(Saved entries)
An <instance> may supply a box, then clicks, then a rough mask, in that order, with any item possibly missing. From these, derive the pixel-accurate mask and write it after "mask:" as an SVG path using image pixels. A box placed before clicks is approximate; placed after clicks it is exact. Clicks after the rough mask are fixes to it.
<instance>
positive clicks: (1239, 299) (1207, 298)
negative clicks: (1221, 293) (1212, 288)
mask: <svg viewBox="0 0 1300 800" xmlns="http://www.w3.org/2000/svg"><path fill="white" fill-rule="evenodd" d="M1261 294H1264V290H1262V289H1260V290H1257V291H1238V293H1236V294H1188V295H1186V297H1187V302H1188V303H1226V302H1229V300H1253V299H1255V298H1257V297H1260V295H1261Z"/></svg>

Directions
Give the records again, complete and exact.

Output for this exercise
An <instance> may supply a box, then clicks, then a rough mask, in that order, with any item possibly missing. From these, derive the pixel-accurate mask and write it after "mask:" as an SVG path using image pixels. A box placed before clicks is approximate; placed after clicks it is exact. Clicks after the rough mask are fixes to it.
<instance>
positive clicks: (1239, 299) (1207, 298)
negative clicks: (1221, 293) (1212, 288)
mask: <svg viewBox="0 0 1300 800" xmlns="http://www.w3.org/2000/svg"><path fill="white" fill-rule="evenodd" d="M1261 294H1264V290H1262V289H1260V290H1257V291H1238V293H1236V294H1188V295H1186V297H1187V302H1188V303H1226V302H1229V300H1253V299H1255V298H1257V297H1260V295H1261Z"/></svg>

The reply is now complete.